— start Entries provided —
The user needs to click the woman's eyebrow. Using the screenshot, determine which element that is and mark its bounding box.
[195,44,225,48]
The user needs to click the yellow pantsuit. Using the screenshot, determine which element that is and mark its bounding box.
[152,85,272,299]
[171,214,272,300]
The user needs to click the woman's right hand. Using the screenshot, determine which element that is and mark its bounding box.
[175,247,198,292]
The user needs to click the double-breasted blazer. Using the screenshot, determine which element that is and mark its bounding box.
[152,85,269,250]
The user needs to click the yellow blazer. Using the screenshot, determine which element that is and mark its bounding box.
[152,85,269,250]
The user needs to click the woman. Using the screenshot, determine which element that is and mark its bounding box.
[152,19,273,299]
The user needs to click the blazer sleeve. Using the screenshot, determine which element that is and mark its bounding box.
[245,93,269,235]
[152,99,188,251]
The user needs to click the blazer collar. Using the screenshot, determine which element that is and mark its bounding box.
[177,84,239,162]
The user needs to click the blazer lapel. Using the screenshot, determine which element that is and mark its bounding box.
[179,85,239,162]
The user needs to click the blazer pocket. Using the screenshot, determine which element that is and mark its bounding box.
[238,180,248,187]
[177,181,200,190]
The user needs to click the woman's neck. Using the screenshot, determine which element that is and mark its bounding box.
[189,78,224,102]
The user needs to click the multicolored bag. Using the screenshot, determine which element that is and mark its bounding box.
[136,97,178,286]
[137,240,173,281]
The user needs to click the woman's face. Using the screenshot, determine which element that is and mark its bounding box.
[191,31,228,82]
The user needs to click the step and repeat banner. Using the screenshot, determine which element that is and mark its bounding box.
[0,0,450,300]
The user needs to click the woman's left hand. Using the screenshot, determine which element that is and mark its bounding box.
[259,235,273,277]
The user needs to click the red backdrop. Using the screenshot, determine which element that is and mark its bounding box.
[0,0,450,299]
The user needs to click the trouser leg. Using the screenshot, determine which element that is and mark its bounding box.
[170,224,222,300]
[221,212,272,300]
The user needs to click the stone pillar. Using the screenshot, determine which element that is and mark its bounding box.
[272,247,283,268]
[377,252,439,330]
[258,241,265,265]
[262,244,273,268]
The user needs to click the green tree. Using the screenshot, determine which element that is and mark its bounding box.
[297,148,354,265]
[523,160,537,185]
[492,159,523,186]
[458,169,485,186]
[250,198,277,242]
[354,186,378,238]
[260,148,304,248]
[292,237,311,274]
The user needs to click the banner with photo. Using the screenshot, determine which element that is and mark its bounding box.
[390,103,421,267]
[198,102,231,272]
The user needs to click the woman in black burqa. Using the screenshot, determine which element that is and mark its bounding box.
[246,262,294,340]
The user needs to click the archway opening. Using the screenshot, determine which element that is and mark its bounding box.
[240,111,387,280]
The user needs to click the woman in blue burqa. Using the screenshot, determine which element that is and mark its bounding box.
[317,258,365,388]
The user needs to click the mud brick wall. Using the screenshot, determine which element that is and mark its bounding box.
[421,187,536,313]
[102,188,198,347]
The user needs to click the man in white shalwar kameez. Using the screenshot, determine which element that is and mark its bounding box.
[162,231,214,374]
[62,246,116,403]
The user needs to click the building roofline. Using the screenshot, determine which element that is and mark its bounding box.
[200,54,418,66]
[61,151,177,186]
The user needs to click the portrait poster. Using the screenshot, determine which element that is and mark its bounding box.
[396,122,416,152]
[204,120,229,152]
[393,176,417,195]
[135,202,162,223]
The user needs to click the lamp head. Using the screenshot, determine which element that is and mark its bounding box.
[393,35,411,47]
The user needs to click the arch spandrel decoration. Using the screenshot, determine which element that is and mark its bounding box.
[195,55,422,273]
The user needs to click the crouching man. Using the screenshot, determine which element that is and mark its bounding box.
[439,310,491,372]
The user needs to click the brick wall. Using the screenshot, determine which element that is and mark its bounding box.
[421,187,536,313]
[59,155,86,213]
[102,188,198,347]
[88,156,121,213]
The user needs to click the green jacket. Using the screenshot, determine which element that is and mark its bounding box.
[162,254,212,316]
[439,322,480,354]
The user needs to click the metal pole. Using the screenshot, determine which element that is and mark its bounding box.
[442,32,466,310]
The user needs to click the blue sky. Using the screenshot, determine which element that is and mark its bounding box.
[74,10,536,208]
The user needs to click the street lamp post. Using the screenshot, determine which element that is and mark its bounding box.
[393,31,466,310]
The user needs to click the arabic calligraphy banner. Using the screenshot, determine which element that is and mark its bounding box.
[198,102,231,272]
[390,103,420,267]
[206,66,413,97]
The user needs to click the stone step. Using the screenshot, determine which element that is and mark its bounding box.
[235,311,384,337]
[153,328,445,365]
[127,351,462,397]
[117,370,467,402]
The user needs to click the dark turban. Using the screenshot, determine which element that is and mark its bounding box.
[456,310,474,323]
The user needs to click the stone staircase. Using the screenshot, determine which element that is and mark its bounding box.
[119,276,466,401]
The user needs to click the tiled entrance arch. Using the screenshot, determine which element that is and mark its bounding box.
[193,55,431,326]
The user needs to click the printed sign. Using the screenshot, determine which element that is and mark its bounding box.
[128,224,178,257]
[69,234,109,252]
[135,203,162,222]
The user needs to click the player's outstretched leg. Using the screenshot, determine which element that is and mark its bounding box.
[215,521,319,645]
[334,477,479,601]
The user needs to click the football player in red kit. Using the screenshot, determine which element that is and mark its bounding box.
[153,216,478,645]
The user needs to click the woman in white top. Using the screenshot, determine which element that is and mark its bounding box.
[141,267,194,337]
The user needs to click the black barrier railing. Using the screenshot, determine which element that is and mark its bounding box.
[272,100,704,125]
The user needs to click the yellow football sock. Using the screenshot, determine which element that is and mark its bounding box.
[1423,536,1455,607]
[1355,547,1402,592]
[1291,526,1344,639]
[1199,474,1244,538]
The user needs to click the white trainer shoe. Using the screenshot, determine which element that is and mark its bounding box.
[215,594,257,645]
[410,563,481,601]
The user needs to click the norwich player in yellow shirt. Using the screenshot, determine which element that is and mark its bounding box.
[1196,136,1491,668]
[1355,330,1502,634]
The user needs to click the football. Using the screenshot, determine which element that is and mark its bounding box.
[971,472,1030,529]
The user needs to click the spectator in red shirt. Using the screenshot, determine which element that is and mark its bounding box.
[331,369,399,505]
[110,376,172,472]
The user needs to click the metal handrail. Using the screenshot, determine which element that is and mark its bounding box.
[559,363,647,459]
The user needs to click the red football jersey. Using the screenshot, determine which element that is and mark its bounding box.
— end Entries provided —
Set exercise —
Resize the stretch from the start of the data through the line containing "[152,19,273,299]": write every line out again, requests included, with each bounding box coordinate in the answers multiplied by 2.15 and rounded to a whole number, halves rounded up. Keep the numbers in the requests unchanged.

Exercise result —
The user needs to click the woman's eyebrow. Using the screenshot, determine which element that is and mark its bounding box.
[419,95,484,103]
The user needs to click the yellow pantsuit. Using the screenshot, determine which element that is and mark its bounding box.
[327,183,585,643]
[368,460,585,645]
The user needs to click the woman's right hand. Using the screenshot, determine which element that is and mark its bounding box.
[376,531,426,628]
The user needs to click the double-breasted blazer. Using the screenshot, determine which element that is and mark its bounding box.
[327,183,578,538]
The user needs to click the yellow blazer. Using the screenshot, determine which element that is and mark its bounding box.
[327,183,578,538]
The user needs to click the woman. Using the screenshot, determine which element that is and mark its bounding box.
[327,41,587,643]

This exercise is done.